■ **Data section**:
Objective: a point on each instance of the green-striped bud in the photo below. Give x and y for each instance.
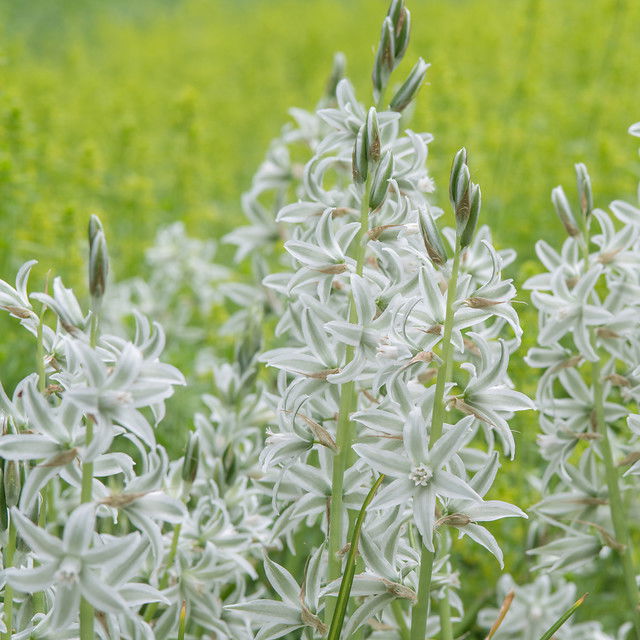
(395, 8)
(474, 212)
(95, 227)
(191, 458)
(380, 181)
(12, 483)
(459, 161)
(408, 91)
(373, 136)
(385, 57)
(4, 518)
(360, 162)
(585, 193)
(462, 202)
(431, 237)
(402, 33)
(563, 209)
(98, 259)
(229, 463)
(337, 74)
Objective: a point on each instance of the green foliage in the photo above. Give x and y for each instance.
(156, 110)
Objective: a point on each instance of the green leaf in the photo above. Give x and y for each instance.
(563, 618)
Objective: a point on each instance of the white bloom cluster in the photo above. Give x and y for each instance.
(589, 348)
(382, 331)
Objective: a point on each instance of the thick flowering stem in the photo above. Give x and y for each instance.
(9, 552)
(618, 515)
(421, 609)
(344, 432)
(86, 610)
(340, 608)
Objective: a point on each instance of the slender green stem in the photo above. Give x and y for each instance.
(444, 374)
(618, 515)
(398, 614)
(164, 580)
(9, 552)
(549, 634)
(421, 609)
(86, 620)
(38, 598)
(446, 630)
(86, 610)
(344, 431)
(340, 610)
(182, 625)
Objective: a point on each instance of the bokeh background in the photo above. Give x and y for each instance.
(149, 112)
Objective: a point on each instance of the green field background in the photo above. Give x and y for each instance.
(150, 112)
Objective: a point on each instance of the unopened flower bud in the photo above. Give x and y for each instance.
(402, 32)
(12, 483)
(584, 190)
(98, 259)
(373, 136)
(229, 463)
(459, 161)
(360, 162)
(462, 206)
(95, 226)
(474, 212)
(4, 519)
(563, 209)
(383, 64)
(431, 238)
(408, 91)
(380, 181)
(337, 73)
(191, 458)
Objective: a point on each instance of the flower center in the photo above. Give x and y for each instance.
(68, 570)
(421, 475)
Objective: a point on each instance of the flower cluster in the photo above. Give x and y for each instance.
(588, 347)
(387, 326)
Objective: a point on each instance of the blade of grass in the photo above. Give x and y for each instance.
(350, 568)
(563, 618)
(506, 605)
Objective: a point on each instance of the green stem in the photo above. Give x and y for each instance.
(344, 431)
(616, 506)
(38, 598)
(164, 580)
(444, 373)
(340, 610)
(86, 610)
(446, 630)
(421, 608)
(9, 552)
(398, 614)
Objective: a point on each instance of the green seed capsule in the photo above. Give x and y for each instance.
(408, 91)
(584, 190)
(12, 483)
(563, 209)
(373, 136)
(385, 56)
(191, 458)
(431, 238)
(380, 181)
(360, 162)
(472, 222)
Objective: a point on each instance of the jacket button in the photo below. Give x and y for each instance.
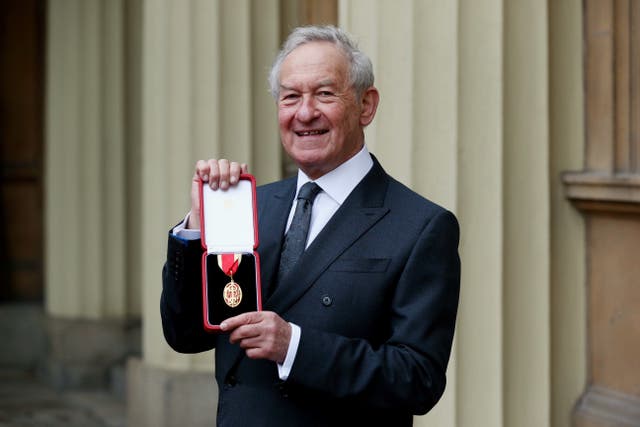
(283, 391)
(231, 380)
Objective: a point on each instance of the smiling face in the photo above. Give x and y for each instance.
(321, 120)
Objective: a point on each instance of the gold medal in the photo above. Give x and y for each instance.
(232, 293)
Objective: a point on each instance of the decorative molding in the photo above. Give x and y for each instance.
(601, 406)
(593, 191)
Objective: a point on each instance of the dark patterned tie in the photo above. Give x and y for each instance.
(296, 239)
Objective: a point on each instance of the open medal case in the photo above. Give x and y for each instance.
(230, 263)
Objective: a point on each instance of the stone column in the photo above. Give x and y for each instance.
(87, 296)
(607, 192)
(464, 120)
(201, 69)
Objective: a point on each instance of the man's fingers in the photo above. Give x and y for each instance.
(239, 320)
(224, 166)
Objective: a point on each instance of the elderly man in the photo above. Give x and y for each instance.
(356, 330)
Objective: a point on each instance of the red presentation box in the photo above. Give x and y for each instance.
(230, 263)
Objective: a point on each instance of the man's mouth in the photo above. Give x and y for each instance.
(311, 132)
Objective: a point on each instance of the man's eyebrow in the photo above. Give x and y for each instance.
(285, 87)
(327, 82)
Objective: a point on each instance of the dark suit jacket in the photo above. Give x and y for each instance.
(375, 295)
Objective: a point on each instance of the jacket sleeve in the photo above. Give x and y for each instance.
(406, 372)
(181, 300)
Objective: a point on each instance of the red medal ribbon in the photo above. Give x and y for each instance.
(229, 263)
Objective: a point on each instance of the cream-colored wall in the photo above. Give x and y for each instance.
(568, 258)
(481, 109)
(85, 253)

■ **Task goal**: Pictures in the records above are left out; print everything else exactly as written.

■ **Solved problem**:
Objective: a point on each instance of the green-striped bud in the photo below. Give x and y for each instance.
(395, 8)
(474, 212)
(95, 227)
(191, 458)
(380, 181)
(12, 483)
(459, 161)
(408, 91)
(373, 136)
(385, 57)
(4, 518)
(360, 162)
(585, 193)
(462, 202)
(431, 237)
(402, 33)
(563, 209)
(98, 259)
(229, 463)
(337, 74)
Objective: a point on each instance of the green foliage in the photo above. Give x and y for each instance.
(156, 110)
Objective: a point on each instance of the green leaf in the photo above. Give x and y for each instance.
(563, 618)
Objective: a point on each instance of the white bloom cluster in the photo above. Give x and y for each instance.
(589, 348)
(382, 331)
Objective: a point on each instance of the thick flowering stem in the photo above. Give x and y for each instance.
(9, 552)
(618, 515)
(421, 609)
(344, 432)
(86, 610)
(340, 608)
Objective: a point on each instance of the slender green stem in the photo above. Give x and y for each instance.
(444, 374)
(618, 515)
(398, 614)
(164, 580)
(9, 552)
(549, 634)
(421, 609)
(86, 620)
(38, 598)
(446, 630)
(86, 610)
(344, 431)
(340, 610)
(182, 625)
Objective: a point on each instance of the bokeh background in the photo above. Give x and y for each instance.
(149, 112)
Objective: a point on each instance of the green field background in the photo above. Give x and y for each instance.
(150, 112)
Objective: a point on each instance of the unopened flower bud in the photo above. Give x and y for each instance.
(402, 32)
(12, 483)
(584, 190)
(98, 259)
(373, 136)
(229, 463)
(459, 161)
(360, 162)
(462, 206)
(95, 226)
(474, 212)
(4, 519)
(563, 209)
(383, 64)
(431, 238)
(408, 91)
(380, 181)
(337, 73)
(191, 458)
Objective: a point on each instance of the flower center in the photo above. Give x and y for each instance.
(68, 570)
(421, 475)
Objective: a point on each instance of the flower cluster in the photo above. Give x and y for each instance.
(588, 347)
(387, 326)
Objective: a point on each instance of the blade of grass in the photo above. Give x and y for each instance.
(350, 568)
(563, 618)
(506, 605)
Objective: a point on each instance of the green stem in the photo above. Give x and y for each instance.
(344, 431)
(616, 506)
(38, 598)
(164, 580)
(444, 373)
(340, 610)
(86, 610)
(446, 630)
(421, 608)
(9, 552)
(398, 614)
Objective: a point on each instance of the green seed capsule in the photo above. Give x and y for each instance.
(408, 91)
(584, 190)
(12, 483)
(563, 209)
(373, 136)
(385, 56)
(191, 458)
(431, 238)
(380, 181)
(360, 162)
(472, 222)
Objective: a point on each instance of the jacket button in the photo below. Give x and y for each instance.
(283, 391)
(231, 380)
Objective: a point on each instance of the smiling face in the photo above. Give x and y for each instance.
(321, 120)
Objective: a point on each instance of the gold medal in the photo above. Give x and y for each instance.
(232, 293)
Objective: a point on each instance of the decorative molding in the photo above. Give x and y for each instance.
(601, 406)
(593, 191)
Objective: a point on each instance of the dark patterned tie in the photo above. Give x and y for each instance.
(296, 239)
Objective: a point on each instance of the open medal case in the photo above. Give x and y for each instance.
(230, 263)
Objective: a point on each instance of the stone column in the photo above. Give x and y for each instance.
(87, 296)
(607, 192)
(464, 120)
(201, 69)
Objective: a point on each instance of the man's fingers in the photo above. Give x and y for each instance.
(239, 320)
(224, 166)
Objective: a point on each instance of the elderly man in the photo above. Give x and y for each instance.
(356, 330)
Objective: a point on each instance of the red presentation box in the photo above. Give x and y for each instance.
(230, 263)
Objective: a point on each instance of the man's mouth in the photo above. Give x and y for each instance.
(311, 132)
Objective: a point on each instance of the man's eyebrow in the photo above. Give x and y for each instance.
(285, 87)
(327, 82)
Objective: a point on each instance of the dark suit jacket in the photo above. Give x and y for each instance.
(375, 295)
Objective: a point on each instance of the jacket sleeve in the photo above. Give x and y for each instance.
(406, 372)
(181, 300)
Objective: a point on each instance of the red medal ribbon in the photo above. Give x and y for each instance.
(229, 263)
Objective: a point on each instance of the cream-colored wall in the photo above. Give x and y for each instance.
(568, 258)
(481, 109)
(85, 253)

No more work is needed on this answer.